[Activity 1] In the passage on hair comparison analysis, condense the paragraph beginning "The effect of this erroneous testimony" into a short bulleted list that keeps its main facts.
[Activity 2] According to the passage on hair comparison analysis, how often did the review find that FBI hair analysts testified erroneously?
[Activity 3] From the passage on hair comparison analysis, reproduce the words from "The Pennsylvania Supreme" to "the new evidence." without any changes.

[Selected text]
An example is the use of microscopic hair comparison analysis—a visual comparison a questioned and a known hair under a microscope. An analyst would declare a “match” between the hairs based on a nebulous number of similar “features.” The FBI developed this discipline in its crime lab in the 1960s; it was never validated outside of that lab. From there, FBI analysts testified in thousands of federal and state criminal trials across the country. Attempts to validate microscopic hair comparison by calculating the probability of a random “match” were futile because the uniqueness of human hair is not known. There is no way to say with any reliability that a hair came from one individual to the exclusion of all others.

Yet, FBI analysts—and the state actors they trained—held themselves out as experts in this field and were routinely qualified to testify. FBI hair analysts were involved in approximately 3,000 cases in which an analyst made a positive association between two hairs. In 2012, following the exoneration of three men from Washington, D.C. who were convicted based on flawed testimony from FBI hair analysts, the FBI and Department of Justice partnered with the Innocence Project and the National Association of Criminal Defense Lawyers to review the testimony of the FBI analysts. The results of the review indicated that FBI hair analysts testified erroneously over 95 percent of the time. This included 32 death penalty cases with flawed testimony, see Hsu, Spencer, “FBI admits flaws in hair analysis over decades,” Washington Post, 2015.

Although FBI analysts had no way of knowing how unique the microscopic characteristics of hair are, the chances that two hairs could “match” randomly, or how accurate they were at associating hairs, the review of their testimony found that they routinely overstated the strength of their conclusions by stating or implying that an evidentiary hair could be associated with an individual to the exclusion of all others assigning a statistical weight to the association using their own experience in the lab, citing the number of hairs they themselves associated in place of a valid statistical weight, Norman L. Reimer, “The Hair Microscopy Review Project: An Historic Breakthrough for Law Enforcement and a Daunting Challenge for the Defense Bar,” The Champion (2013) (last visited August 11, 2018).

The effect of this erroneous testimony is not limited to cases in which FBI analysts actually testified. The FBI also trained thousands of state and local analysts to conduct hair comparison and testify. Analysts from at least 48 states, including Pennsylvania, were trained over a period of thirty years. The same pattern of erroneous testimony has led to an exoneration in North Carolina, and reviews of state lab work in Montana, Washington D.C., Texas, and Iowa, among others, Hsu, Spencer “Review of FBI forensics does not extend to federally trained state, local examiners,” Washington Post, 2012.

The Pennsylvania Supreme Court decided in November 2017 that defendants convicted based on microscopic hair comparison testimony who filed petitions under the Post-Conviction Relief Act (PCRA) within 60 days of the April 20, 2015, admission of error by the FBI have a timely new facts exception to the PCRA's new evidence bar, see Commonwealth v. Chmiel, 173 A.3d 617 (Pa. 2017). A handful of PCRA cases have since been remanded for consideration on the merits of the new evidence.

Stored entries
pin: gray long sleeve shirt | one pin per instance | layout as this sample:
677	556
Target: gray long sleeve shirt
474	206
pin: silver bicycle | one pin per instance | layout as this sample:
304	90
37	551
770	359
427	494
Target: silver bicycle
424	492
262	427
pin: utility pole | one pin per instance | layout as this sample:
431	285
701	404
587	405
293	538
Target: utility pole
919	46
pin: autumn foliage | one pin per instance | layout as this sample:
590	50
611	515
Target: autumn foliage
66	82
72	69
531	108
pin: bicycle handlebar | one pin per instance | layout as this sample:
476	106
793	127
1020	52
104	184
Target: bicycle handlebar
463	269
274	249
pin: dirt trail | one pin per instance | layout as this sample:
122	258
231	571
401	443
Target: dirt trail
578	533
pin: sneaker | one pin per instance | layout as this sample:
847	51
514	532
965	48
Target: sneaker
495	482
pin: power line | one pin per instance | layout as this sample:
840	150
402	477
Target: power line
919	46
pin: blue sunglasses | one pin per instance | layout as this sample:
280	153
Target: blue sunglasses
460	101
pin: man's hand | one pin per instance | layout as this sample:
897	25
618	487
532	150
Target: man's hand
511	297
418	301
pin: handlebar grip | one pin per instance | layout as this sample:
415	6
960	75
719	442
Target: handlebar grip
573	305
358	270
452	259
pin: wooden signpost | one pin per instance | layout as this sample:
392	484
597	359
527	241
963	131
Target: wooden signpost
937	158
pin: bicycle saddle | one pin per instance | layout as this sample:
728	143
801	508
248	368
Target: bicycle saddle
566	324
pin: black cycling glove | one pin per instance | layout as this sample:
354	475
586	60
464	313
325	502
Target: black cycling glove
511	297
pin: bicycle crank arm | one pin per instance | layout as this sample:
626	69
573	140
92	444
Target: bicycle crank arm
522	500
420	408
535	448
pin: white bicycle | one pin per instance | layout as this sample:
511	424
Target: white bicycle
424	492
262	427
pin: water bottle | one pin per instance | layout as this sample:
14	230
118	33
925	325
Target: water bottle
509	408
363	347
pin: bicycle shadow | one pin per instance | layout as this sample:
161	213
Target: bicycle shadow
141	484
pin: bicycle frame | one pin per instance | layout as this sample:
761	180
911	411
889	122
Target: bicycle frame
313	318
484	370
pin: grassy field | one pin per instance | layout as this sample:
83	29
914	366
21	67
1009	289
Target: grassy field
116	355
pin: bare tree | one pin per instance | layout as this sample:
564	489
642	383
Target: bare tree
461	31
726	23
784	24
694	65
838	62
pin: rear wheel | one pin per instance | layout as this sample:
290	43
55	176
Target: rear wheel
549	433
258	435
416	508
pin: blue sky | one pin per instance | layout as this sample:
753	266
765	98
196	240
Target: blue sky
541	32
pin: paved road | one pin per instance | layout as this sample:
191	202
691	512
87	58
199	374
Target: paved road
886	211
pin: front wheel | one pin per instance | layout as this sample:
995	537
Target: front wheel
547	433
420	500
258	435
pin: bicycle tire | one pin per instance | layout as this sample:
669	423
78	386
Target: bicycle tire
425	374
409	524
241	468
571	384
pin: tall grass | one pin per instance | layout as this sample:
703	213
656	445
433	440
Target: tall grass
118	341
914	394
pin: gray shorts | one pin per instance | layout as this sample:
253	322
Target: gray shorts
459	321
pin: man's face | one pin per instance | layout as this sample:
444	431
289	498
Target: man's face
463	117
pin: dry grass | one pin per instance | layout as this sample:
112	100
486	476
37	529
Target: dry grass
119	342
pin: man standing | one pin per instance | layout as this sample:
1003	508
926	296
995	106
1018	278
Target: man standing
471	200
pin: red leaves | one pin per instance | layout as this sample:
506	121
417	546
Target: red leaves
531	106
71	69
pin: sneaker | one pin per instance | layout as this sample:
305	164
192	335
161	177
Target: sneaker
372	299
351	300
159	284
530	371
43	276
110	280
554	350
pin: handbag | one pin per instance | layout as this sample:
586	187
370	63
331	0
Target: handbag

[Exercise answer 1]
- The harm from erroneous testimony reaches beyond cases where FBI analysts themselves testified.
- The FBI trained thousands of state and local analysts to do hair comparison and testify.
- Analysts from at least 48 states, Pennsylvania among them, were trained over thirty years.
- The same pattern of erroneous testimony led to an exoneration in North Carolina.
- It also led to reviews of state lab work in Montana, Washington D.C., Texas, Iowa, and elsewhere.

[Exercise answer 2] Over 95 percent of the time.

[Exercise answer 3]
The Pennsylvania Supreme Court decided in November 2017 that defendants convicted based on microscopic hair comparison testimony who filed petitions under the Post-Conviction Relief Act (PCRA) within 60 days of the April 20, 2015, admission of error by the FBI have a timely new facts exception to the PCRA's new evidence bar, see Commonwealth v. Chmiel, 173 A.3d 617 (Pa. 2017). A handful of PCRA cases have since been remanded for consideration on the merits of the new evidence.